Your answer must be an exact copy of the records below, minus the pictures.
(Beginning of Data for analysis)
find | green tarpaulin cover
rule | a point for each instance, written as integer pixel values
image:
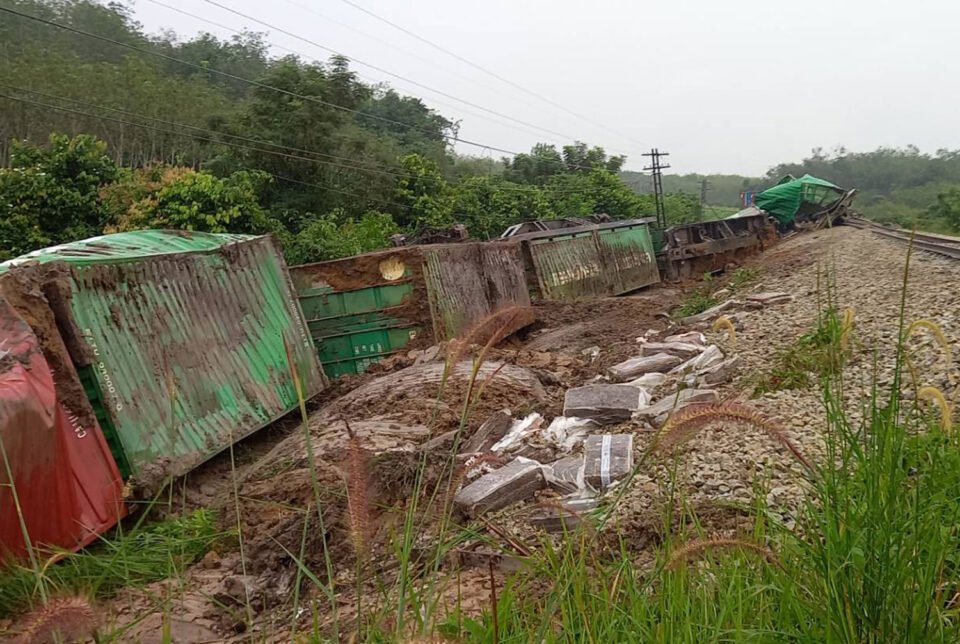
(126, 246)
(784, 200)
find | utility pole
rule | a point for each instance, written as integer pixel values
(704, 188)
(656, 168)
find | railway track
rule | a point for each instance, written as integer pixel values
(943, 245)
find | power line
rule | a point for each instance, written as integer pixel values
(286, 149)
(211, 70)
(207, 69)
(156, 129)
(486, 71)
(530, 128)
(378, 68)
(225, 134)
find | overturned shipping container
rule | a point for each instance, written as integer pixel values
(59, 484)
(362, 309)
(180, 340)
(689, 250)
(595, 260)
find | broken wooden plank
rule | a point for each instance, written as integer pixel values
(635, 367)
(679, 349)
(607, 459)
(603, 403)
(516, 481)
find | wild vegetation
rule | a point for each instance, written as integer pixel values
(126, 130)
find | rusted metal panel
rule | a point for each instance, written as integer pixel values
(468, 283)
(592, 261)
(693, 249)
(629, 251)
(65, 479)
(182, 353)
(363, 309)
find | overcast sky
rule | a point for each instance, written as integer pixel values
(731, 87)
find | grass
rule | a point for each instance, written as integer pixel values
(874, 557)
(705, 296)
(126, 559)
(809, 357)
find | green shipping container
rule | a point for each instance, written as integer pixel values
(180, 339)
(590, 261)
(363, 309)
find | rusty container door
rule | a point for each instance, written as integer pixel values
(568, 267)
(592, 261)
(181, 341)
(628, 251)
(53, 456)
(469, 284)
(363, 309)
(690, 250)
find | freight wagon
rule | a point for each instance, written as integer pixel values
(365, 308)
(587, 261)
(170, 345)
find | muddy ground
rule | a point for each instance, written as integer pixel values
(392, 411)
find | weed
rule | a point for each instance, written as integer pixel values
(704, 296)
(814, 355)
(130, 559)
(697, 547)
(62, 619)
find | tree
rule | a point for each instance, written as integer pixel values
(948, 207)
(423, 198)
(331, 236)
(50, 194)
(487, 206)
(183, 199)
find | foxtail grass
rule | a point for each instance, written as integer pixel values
(724, 323)
(696, 548)
(61, 619)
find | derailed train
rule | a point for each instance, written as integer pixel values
(129, 359)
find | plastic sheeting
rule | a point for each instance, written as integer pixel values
(67, 484)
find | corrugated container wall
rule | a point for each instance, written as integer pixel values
(180, 340)
(58, 479)
(364, 308)
(590, 261)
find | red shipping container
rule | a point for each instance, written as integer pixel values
(66, 480)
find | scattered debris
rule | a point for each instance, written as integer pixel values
(519, 432)
(604, 403)
(487, 435)
(769, 299)
(514, 482)
(710, 356)
(684, 397)
(607, 458)
(566, 475)
(634, 367)
(720, 373)
(650, 380)
(679, 349)
(566, 433)
(692, 337)
(564, 517)
(710, 313)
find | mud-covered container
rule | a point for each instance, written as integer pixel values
(584, 262)
(59, 483)
(690, 250)
(180, 340)
(365, 308)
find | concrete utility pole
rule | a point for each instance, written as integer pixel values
(704, 188)
(656, 168)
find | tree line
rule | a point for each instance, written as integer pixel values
(131, 130)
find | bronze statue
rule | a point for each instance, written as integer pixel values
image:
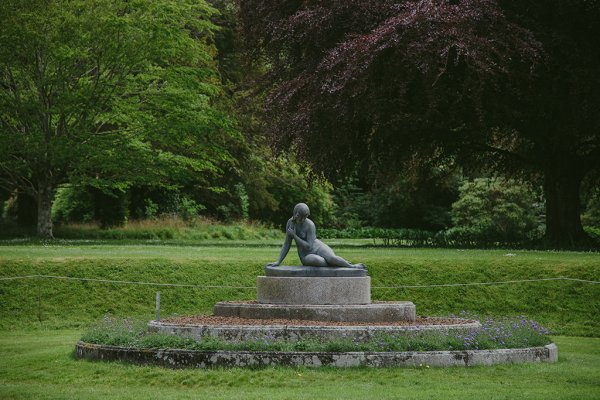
(312, 251)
(End of Data for analysis)
### [Expected answer]
find | green tarpaulin cover
rule | a point for each instance, written as integer pixel values
image:
(126, 246)
(784, 200)
find | utility pole
rule | a point for each instance, written as integer pixel values
(704, 188)
(656, 168)
find | railway track
rule | a point for each instance, written as integer pixel values
(943, 245)
find | power line
rule | a point for each instance, written as integer pixel values
(286, 149)
(211, 70)
(207, 69)
(156, 129)
(486, 71)
(530, 128)
(378, 68)
(225, 134)
find | overturned shipping container
rule | a point for each instance, written as integer pixel values
(59, 484)
(362, 309)
(180, 340)
(689, 250)
(595, 260)
find | broken wooden plank
rule | a point for each instance, written as integer pixel values
(635, 367)
(679, 349)
(607, 459)
(603, 403)
(516, 481)
find | wild vegetation
rule | a point for each instance, written as integer pixel values
(126, 130)
find | rusted metal panel
rule | a point for each instance, written as integer pixel values
(468, 283)
(592, 261)
(693, 249)
(629, 251)
(65, 479)
(182, 353)
(363, 309)
find | overcast sky
rule | a point for each instance, written as integer pixel values
(731, 87)
find | grass
rule | a point for each instance, written as integer pixel values
(874, 557)
(705, 296)
(126, 559)
(809, 357)
find | green shipping container
rule | a point for each instance, written as integer pixel values
(180, 339)
(590, 261)
(363, 309)
find | rusty container door
rule | a point for each instance, written as integer pixel values
(568, 267)
(592, 261)
(181, 341)
(628, 251)
(53, 456)
(469, 284)
(363, 309)
(690, 250)
find | freight wagon
rule | a point for each instance, written as integer pixel values
(365, 308)
(587, 261)
(170, 345)
find | muddy ground
rule | a point for each instance, written as integer pixel values
(392, 411)
find | weed
rule | a point for each instance, written as integer pixel values
(704, 296)
(814, 355)
(130, 559)
(697, 547)
(62, 619)
find | tree
rule | a point for each instance, written as integer pixel values
(948, 207)
(423, 198)
(331, 236)
(50, 194)
(487, 206)
(183, 199)
find | foxtail grass
rule | a point for each instance, written as integer pixel values
(724, 323)
(696, 548)
(61, 619)
find | derailed train
rule | a point for each instance, written as integer pixel values
(129, 359)
find | plastic sheeting
rule | a point for each instance, written as integer pixel values
(67, 484)
find | corrugated container wall
rule | a point for each instance, written as integer pixel values
(180, 340)
(58, 479)
(364, 308)
(590, 261)
find | red shipping container
rule | a point for each instance, written as integer pixel values
(66, 480)
find | scattered debris
rule | a point for each instance, written as integer pixel values
(519, 432)
(604, 403)
(487, 435)
(769, 299)
(514, 482)
(710, 356)
(684, 397)
(607, 458)
(566, 475)
(634, 367)
(720, 373)
(650, 380)
(679, 349)
(566, 433)
(692, 337)
(564, 517)
(710, 313)
find | mud-covered container
rule | a point for each instance, written as integer pixel values
(584, 262)
(59, 483)
(690, 250)
(180, 340)
(365, 308)
find | concrete utility pole
rule | a point for each instance, written as integer pixel values
(704, 188)
(656, 168)
find | tree line
rule | a point for each instance, written as integer pixel values
(131, 130)
find | bronze statue
rule | a point for each instance, written as integer pixel values
image:
(312, 251)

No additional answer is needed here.